Nanocomposite Magnets for Power Electronic Applications
Recent USDOE workshops highlight the need for advanced soft magnetic materials leveraged in novel designs of power electronic components and systems for power conditioning and grid integration. Similarly soft magnetic materials figure prominently in applications in electric vehicles and high torque motors. Dramatic weight and size reductions are possible in such applications. Nanocomposites also hold potential for applications in active magneocaloric cooling of such devices.
Bulk and thin film soft magnet sensors can contribute to the search for oil and critical materials. Opportunities for state of the art soft magnetic materials to impact such applications have been helped by investment by USDOD Programs and other world wide efforts to advance these materials for applications in military electric vehicle technologies. This talk will focus on the framework for developing high frequency (f) magnetic materials for grid integration of renewable energy sources bridging the gap between materials development, component design, and system analysis. Examples from recent efforts to develop magnetic technology for lightweight, solid-state, medium voltage (>13 kV) energy conversion for MW-scale power applications will be illustrated.
The potential for materials in other energy applications (motors, cooling, sensors, RF metal joining, etc.) will also be discussed. The scientific framework for nanocomposite magnetic materials that make high frequency components possible will be presented in terms of the materials paradigm of synthesis structure properties performance. In particular, novel processing and the control of phase transformations and ultimately nanostructures has relied on the ability to probe structures on a nanoscale. Examples of nanostructural control of soft magnetic properties will be illustrated.
Michael E. McHenry is Professor of Materials Science and Eng. (MSE), with an appointment in Physics at Carnegie Mellon. He graduated with a B.S. in Metallurgical Eng. and Materials Science from Case Western Reserve in 1980.
From 1980 to 1983 he was employed as Process Engineer at the U.S. Steel Lorain Works. In 1988 he earned a Ph.D in Materials Science and Eng. from MIT. He was a Director's Funded Post-doctoral Fellow at Los Alamos Lab from 1988 to 1989. He has expertise in the area of nanocrystalline magnetic materials including soft magnetic nanocomposites, faceted ferrite nanoparticles and materials for power conversion, biomedical, energy and data storage applications.
His research involves rapid solidification processing, plasma and solution synthesis of nanoparticles, magnetic field of processing materials, structural characterization by x-rays and electron microscopy and magnetic properties characterization as a function of field, temperature and frequency.
He directed a Multidisciplinary University Research Initiative (MURI) on high temperature magnetic materials for aircraft power applications and currently leads an ARPA-E program in magnetic materials for power electronics. He has served as proceeding Editor, Publication Chair and a member of the Program Committee for the Magnetism and Magnetic Materials (MMM) and Intermag Conferences. He has published over 250 papers and owns two patents in the field. He has co-authored, with Marc DeGraef, the textbook “Structure of Materials”, Cambridge University Press, 2007 with a second edition in 2012.

[SOURCE MATERIAL]
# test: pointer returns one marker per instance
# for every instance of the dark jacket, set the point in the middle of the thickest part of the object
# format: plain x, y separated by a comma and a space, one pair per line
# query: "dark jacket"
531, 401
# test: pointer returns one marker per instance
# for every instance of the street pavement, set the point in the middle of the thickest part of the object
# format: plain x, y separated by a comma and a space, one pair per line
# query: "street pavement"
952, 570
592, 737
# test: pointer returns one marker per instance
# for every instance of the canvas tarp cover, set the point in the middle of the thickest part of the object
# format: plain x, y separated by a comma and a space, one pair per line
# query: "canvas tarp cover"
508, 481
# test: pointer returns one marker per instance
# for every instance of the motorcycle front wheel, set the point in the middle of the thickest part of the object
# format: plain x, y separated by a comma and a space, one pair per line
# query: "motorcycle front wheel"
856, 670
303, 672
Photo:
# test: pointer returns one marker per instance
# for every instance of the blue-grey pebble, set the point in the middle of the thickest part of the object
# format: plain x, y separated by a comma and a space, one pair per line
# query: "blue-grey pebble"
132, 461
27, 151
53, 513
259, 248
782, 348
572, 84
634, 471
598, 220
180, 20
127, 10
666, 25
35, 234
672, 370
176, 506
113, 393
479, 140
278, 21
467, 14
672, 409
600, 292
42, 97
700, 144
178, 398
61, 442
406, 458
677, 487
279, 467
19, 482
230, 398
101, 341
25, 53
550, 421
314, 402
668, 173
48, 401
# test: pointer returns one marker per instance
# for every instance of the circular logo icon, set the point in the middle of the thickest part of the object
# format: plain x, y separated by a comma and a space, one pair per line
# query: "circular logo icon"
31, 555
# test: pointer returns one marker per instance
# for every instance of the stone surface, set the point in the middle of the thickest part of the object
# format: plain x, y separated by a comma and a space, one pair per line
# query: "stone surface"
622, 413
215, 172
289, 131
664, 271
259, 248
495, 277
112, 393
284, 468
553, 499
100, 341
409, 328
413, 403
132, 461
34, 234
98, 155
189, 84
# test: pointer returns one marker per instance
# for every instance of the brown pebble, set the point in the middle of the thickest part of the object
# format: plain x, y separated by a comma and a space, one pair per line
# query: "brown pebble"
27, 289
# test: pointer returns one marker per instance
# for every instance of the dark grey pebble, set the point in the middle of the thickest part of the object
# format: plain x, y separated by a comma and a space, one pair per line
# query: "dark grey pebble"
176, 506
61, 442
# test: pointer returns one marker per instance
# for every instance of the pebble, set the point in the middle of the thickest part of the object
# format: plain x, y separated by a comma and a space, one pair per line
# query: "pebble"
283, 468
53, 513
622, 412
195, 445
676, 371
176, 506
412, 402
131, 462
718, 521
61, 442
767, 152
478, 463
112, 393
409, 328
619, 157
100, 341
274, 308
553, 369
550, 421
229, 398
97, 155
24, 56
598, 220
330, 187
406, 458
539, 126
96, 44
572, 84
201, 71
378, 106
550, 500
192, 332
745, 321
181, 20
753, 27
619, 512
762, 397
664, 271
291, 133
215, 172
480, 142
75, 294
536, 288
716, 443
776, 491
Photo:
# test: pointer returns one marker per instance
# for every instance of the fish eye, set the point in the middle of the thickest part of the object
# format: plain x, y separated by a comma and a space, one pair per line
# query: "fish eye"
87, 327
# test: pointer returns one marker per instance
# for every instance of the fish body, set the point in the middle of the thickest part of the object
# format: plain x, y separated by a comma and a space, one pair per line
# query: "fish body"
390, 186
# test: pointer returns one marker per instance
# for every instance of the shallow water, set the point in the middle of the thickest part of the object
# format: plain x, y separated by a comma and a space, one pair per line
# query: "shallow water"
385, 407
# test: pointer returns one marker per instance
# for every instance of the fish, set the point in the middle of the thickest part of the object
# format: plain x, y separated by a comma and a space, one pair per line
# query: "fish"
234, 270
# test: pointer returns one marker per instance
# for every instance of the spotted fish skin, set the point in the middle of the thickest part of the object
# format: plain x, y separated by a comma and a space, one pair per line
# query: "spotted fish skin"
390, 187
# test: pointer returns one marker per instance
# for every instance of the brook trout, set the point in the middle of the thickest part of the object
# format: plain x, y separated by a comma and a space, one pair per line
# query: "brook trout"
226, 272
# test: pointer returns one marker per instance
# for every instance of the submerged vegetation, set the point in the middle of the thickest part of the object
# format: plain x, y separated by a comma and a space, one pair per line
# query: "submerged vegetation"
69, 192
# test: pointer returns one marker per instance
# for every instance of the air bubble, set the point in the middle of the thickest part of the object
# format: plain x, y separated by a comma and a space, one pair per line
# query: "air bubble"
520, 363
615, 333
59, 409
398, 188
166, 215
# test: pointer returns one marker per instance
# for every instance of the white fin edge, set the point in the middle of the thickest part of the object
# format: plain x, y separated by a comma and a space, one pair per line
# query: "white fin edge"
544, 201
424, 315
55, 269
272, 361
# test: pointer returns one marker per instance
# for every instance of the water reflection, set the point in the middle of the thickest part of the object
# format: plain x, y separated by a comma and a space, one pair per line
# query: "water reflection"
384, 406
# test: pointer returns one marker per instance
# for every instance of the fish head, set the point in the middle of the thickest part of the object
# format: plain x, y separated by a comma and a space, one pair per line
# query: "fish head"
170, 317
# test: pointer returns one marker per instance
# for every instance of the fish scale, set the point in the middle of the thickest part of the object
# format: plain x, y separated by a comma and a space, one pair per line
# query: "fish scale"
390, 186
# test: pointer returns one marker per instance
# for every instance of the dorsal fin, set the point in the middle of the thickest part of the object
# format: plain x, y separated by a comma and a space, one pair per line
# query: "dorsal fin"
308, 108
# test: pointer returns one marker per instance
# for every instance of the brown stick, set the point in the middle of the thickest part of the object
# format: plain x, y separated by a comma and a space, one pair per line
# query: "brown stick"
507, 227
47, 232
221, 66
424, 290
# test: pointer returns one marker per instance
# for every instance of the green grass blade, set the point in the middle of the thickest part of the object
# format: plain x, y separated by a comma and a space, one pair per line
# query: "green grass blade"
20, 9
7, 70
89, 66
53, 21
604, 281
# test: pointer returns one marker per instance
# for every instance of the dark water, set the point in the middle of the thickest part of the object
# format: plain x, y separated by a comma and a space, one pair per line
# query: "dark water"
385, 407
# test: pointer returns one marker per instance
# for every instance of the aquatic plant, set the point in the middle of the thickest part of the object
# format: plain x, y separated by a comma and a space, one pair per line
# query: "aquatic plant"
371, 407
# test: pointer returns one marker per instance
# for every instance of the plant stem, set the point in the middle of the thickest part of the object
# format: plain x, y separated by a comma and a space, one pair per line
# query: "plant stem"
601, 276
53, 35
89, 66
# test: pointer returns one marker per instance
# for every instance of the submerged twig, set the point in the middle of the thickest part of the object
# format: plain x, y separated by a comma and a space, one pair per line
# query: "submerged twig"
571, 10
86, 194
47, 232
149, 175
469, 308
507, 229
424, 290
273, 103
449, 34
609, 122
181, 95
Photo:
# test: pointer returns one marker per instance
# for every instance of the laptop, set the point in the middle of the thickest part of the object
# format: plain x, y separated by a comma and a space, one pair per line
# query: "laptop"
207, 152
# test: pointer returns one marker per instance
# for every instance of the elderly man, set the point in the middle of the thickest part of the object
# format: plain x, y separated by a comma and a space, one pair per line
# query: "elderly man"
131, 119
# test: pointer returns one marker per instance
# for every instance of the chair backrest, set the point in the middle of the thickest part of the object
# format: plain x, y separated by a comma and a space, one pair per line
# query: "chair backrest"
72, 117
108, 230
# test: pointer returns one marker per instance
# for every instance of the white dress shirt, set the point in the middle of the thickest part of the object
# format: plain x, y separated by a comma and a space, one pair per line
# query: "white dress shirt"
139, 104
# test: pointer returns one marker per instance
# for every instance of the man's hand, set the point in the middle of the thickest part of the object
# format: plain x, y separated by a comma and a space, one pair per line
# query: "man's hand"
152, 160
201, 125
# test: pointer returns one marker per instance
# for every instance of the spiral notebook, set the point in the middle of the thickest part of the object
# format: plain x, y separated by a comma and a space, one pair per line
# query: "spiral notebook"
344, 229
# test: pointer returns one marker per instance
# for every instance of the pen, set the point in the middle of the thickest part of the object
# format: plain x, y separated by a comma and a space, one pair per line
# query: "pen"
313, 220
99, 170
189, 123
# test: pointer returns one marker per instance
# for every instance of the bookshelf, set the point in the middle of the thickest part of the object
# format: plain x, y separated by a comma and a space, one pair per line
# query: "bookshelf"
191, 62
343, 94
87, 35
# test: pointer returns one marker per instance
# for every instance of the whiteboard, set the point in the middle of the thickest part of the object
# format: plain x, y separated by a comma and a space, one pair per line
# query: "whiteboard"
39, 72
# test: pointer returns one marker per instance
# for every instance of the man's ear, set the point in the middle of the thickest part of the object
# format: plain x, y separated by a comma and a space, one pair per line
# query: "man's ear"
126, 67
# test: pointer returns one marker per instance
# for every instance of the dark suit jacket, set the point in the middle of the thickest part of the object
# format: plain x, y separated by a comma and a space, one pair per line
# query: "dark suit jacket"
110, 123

[BRIEF]
Copy out the part of the nanocomposite magnets text from "His research involves" to "edition in 2012.". Work only from the nanocomposite magnets text, not from the entries.

[RESULT BELOW]
His research involves rapid solidification processing, plasma and solution synthesis of nanoparticles, magnetic field of processing materials, structural characterization by x-rays and electron microscopy and magnetic properties characterization as a function of field, temperature and frequency.
He directed a Multidisciplinary University Research Initiative (MURI) on high temperature magnetic materials for aircraft power applications and currently leads an ARPA-E program in magnetic materials for power electronics. He has served as proceeding Editor, Publication Chair and a member of the Program Committee for the Magnetism and Magnetic Materials (MMM) and Intermag Conferences. He has published over 250 papers and owns two patents in the field. He has co-authored, with Marc DeGraef, the textbook “Structure of Materials”, Cambridge University Press, 2007 with a second edition in 2012.